* _ИСХОДНЫЙ ТЕКСТ_:
● ● ● ● ●

Еще одна сквозная идея монографии - рецепция античного наследия; автор доказывает, что античные сюжеты и аллюзии были не запыленной классицистической формальностью, а необходимыми кирпичиками, из которых вполне удачно строилась новая имперская мифология. Кроме того, Проскурина прослеживает влияние средневековых политических идей, которое обычно не замечается, теряясь за богатым античным антуражем: прежде всего, translatio/ renovatio imperii (представления о том, что имперское достоинство - вечно и непрерывно и любая новая империя - Каролингов, Габсбургов или Романовых - является возобновлением этого вечного феномена) и концепта двух тел короля/папы - физического/человеческого и должностного/статусного.

Проскурина совершенно не скатывается ни в ироничное смакование скабрезных подробностей, ни в кухонный психологизм, к чему "двадцать один официальный фаворит" и прочие атрибуты "бабьего царства" весьма располагают. При этом естественным образом затрагивается немало моментов "личного характера", которые представляют собой отдельные интересные темы, пусть и не для этой книги. Например, амбивалентные отношения Екатерины с Дашковой, которые, очевидно, не следует упрощать и сводить к простому "использованию". Или знаменитый рассказ из "Записок императрицы" о том, как на одном из маскарадов она сама, в мужском костюме, танцевала, целовала руку и объяснялась в любви княжне Долгоруковой. Проскурина обрывает этот сюжет отказом подозревать Екатерину "в лесбиянских пристрастиях", хотя кажется, что из него можно вывести нечто большее, чем просто следование маскарадным привычкам Елизаветы Петровны. Или, наконец, так называемое "странное завещание" императрицы, предписывающее носить траур всего полгода, "а что менее того, что лучше", и по погребении разрешить венчание и музыку, - завещание, представляющее Екатерину в несколько новом свете, без пресловутого "неумеренного честолюбия".

● ● ● ● ●

* _ДОСТУПНЫЕ ДАННЫЕ_:
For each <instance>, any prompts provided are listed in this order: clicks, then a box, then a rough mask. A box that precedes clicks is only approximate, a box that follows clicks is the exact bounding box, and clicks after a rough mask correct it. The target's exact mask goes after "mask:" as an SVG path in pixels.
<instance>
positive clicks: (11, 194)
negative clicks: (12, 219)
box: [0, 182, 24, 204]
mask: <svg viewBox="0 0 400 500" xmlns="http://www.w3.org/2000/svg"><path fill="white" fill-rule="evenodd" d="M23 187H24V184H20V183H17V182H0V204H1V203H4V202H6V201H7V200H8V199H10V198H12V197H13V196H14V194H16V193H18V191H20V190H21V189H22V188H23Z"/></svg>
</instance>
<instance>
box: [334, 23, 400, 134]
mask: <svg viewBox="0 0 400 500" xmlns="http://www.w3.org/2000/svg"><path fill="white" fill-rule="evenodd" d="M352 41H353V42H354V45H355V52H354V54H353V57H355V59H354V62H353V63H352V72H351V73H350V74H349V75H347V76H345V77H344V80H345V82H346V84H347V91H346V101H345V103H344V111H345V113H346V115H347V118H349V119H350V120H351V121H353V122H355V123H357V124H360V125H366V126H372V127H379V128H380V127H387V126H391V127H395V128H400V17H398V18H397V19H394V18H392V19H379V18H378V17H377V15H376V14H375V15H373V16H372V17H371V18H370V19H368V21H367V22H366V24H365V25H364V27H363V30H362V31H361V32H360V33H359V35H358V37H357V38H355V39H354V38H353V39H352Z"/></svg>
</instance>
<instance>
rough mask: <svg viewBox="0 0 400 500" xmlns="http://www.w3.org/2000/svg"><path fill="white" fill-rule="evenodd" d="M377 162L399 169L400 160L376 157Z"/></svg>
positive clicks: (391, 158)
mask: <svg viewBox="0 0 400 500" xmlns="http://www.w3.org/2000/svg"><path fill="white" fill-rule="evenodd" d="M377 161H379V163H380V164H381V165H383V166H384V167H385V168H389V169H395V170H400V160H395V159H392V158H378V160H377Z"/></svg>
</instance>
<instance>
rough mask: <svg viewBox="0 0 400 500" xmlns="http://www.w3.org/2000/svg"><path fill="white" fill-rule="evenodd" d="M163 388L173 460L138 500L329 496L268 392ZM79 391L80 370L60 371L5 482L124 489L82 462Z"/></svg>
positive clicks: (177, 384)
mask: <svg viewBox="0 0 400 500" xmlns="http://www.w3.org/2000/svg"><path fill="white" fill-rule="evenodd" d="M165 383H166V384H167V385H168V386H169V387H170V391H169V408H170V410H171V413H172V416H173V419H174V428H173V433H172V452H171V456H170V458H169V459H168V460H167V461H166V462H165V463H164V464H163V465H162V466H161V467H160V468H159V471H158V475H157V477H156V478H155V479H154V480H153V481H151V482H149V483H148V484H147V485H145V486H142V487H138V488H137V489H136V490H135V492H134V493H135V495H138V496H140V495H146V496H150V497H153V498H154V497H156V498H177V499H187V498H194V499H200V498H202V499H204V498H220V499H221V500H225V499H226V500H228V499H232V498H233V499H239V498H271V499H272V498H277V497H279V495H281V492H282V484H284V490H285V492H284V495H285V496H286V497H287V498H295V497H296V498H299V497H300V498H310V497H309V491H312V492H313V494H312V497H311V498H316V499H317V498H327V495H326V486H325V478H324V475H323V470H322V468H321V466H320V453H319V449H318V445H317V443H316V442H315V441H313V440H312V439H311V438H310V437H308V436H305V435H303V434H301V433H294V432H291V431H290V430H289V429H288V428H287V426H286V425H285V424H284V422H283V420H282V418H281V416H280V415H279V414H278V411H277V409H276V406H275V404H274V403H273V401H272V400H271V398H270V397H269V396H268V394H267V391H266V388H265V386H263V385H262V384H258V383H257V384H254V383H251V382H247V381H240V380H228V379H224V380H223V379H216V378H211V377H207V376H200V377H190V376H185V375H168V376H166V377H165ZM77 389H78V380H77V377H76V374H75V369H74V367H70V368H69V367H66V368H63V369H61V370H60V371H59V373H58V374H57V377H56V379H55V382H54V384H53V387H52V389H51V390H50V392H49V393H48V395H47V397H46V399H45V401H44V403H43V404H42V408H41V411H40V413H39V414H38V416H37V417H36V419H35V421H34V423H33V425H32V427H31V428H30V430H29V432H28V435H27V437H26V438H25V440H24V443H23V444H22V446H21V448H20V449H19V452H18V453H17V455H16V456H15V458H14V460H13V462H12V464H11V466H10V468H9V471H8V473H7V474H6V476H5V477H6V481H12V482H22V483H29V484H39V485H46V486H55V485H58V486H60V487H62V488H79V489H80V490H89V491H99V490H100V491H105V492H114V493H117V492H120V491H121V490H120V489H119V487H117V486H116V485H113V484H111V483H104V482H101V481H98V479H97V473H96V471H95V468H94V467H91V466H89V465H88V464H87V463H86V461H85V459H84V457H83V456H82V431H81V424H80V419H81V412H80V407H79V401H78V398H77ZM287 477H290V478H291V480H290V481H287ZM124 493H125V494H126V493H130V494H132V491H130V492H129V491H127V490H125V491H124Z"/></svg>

● ● ● ● ●

* _ОТВЕТЬТЕ НА ВОПРОСЫ_:
- 1) Верны ли по тексту о монографии Проскуриной эти утверждения: (a) по мнению автора монографии, античные сюжеты были лишь запыленной классицистической формальностью; (b) в завещании императрица предписывала носить траур всего полгода; (c) Проскурина подозревает Екатерину в лесбиянских пристрастиях? Ответьте на каждое «да» или «нет» и подтвердите точной цитатой.
- 2) Перепишите из текста о монографии Проскуриной всё начиная со слов «Еще одна сквозная» и вплоть до слов «физического/человеческого и должностного/статусного.».
- 3) Допишите текст о монографии Проскуриной, начиная сразу после его последней фразы.
Данные получены из другого источника.

* _ОТВЕТЫ_:
- 1)
(a) Нет: «античные сюжеты и аллюзии были не запыленной классицистической формальностью, а необходимыми кирпичиками».
(b) Да: «предписывающее носить траур всего полгода».
(c) Нет: «Проскурина обрывает этот сюжет отказом подозревать Екатерину "в лесбиянских пристрастиях"».

- 2)
Еще одна сквозная идея монографии - рецепция античного наследия; автор доказывает, что античные сюжеты и аллюзии были не запыленной классицистической формальностью, а необходимыми кирпичиками, из которых вполне удачно строилась новая имперская мифология. Кроме того, Проскурина прослеживает влияние средневековых политических идей, которое обычно не замечается, теряясь за богатым античным антуражем: прежде всего, translatio/ renovatio imperii (представления о том, что имперское достоинство - вечно и непрерывно и любая новая империя - Каролингов, Габсбургов или Романовых - является возобновлением этого вечного феномена) и концепта двух тел короля/папы - физического/человеческого и должностного/статусного.

- 3)
Как это нередко бывает, книга представляет собой компиляцию ряда статей автора, опубликованных в 2000-2005 годы в журнале "НЛО" (## 45, 54, 63, 72) и соответствующих целым главам (или, наоборот, главы книги были a priori опубликованы в виде статей). Из статусных признаков монографии книга обладает только именным указателем. В ней нет полного списка источников и библиографии, что представляется досадным упущением (в частности, потому, что в библиографию, как представляется, должно было бы войти гораздо больше исследований, чем было упомянуто в примечаниях). Нет также развернутого введения, где бы излагался общий план с задачами, и заключения с обязательными выводами, однако последние две лакуны для разнообразия приятны и добавляют книге легкости. Книге предпослано краткое методологическое введение, где автор сообщает, какого подхода к тексту-контексту и к мифологическому-символическому придерживается. Это введение снимает, например, адресованный статьям упрек в терминологической неопределенности ( "Вера Проскурина употребляет слово "миф" с завидной легкостью и частотой. К сожалению, в силу каких-то особых причин нам никак не раскрывается, что именно имеет в виду исследовательница под этим понятием", Д.Иоффе, НГ Ex Libris от 25.07.2002). Любопытно, что, тогда как современные отечественные/русскоязычные исследователи в основном считают модным и прогрессивным ссылаться на К.Гирца и его школу или помещать свое творчество в одну из парадигм nouvelle histoire, Вера Проскурина отмежевывается от обоих подходов, обвиняя Гирца в механистичности, а "новых историков" в приверженности устаревшим психоаналитическим моделям. Такая позиция, безусловно, интересна; насколько само исследование отвечает заявленной методологической установке (впрочем, как и многие конкретно-исторические/литературные исследования - теоретическим установкам) - вопрос отдельный.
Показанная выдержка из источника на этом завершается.